Éditorial:
Édito n°4 – Oh Marseille

Invendable n'a qu'une parole. Les membres de son comité de rédaction se dénombrant sur les doigts d'une main à laquelle il en manque certains, nous vous promettions depuis nos débuts de faire entrer du sang neuf, d'ouvrir nos pages pirates à d'autres plumes filoues venues de l'extérieur. On s'amusait bien, nous, disons les choses, mais après trois numéros et demi à s'épancher bénévolement sur nos crapahutages, nous rêvions de vous faire parcourir le monde par d'autres yeux, des yeux qui seraient payés pour ça, tiens, carrément, des yeux qui auraient vu d'autres choses, des yeux de femme aussi, ça serait pas du luxe. 

Alors voilà, chose promise, chose due, vous plongez ici dans les yeux de Clara Martot Bacry et ceux d'Anis Amamou, à Marseille, eh oui, c'est-y pas ça une idée qu'elle est jolie ? Les gens ils croivent trop Invendable c'est Voyage en terre inconnue mais pas du tout. Invendable est une revue de très grands reportages racontés en texte et en image sous la forme de récits de voyage. Bravo, quel sens de la synthèse. Merci. Et c'est qui qui l'a dit que le voyage c'est toujours au bout de kilomètres d'asphalte ou de kérozène, alors que ça pollue ? La philosophie de comptoir élémentaire n'enseigne-t-elle pas que l'aventure est au coin de la rue ? Bienvenue à Marseille, ne nous remerciez pas.

Enregistrements:
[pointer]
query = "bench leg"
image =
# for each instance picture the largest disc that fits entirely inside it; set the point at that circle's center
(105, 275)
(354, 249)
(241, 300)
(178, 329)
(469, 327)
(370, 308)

À faire: Recopiez s'il vous plaît sans aucune modification le passage de l'éditorial situé entre « Invendable n'a qu'une » et « pas du luxe. », ces deux extrémités comprises. Ces enregistrements proviennent d'une autre source.

Réponse attendue:
Invendable n'a qu'une parole. Les membres de son comité de rédaction se dénombrant sur les doigts d'une main à laquelle il en manque certains, nous vous promettions depuis nos débuts de faire entrer du sang neuf, d'ouvrir nos pages pirates à d'autres plumes filoues venues de l'extérieur. On s'amusait bien, nous, disons les choses, mais après trois numéros et demi à s'épancher bénévolement sur nos crapahutages, nous rêvions de vous faire parcourir le monde par d'autres yeux, des yeux qui seraient payés pour ça, tiens, carrément, des yeux qui auraient vu d'autres choses, des yeux de femme aussi, ça serait pas du luxe.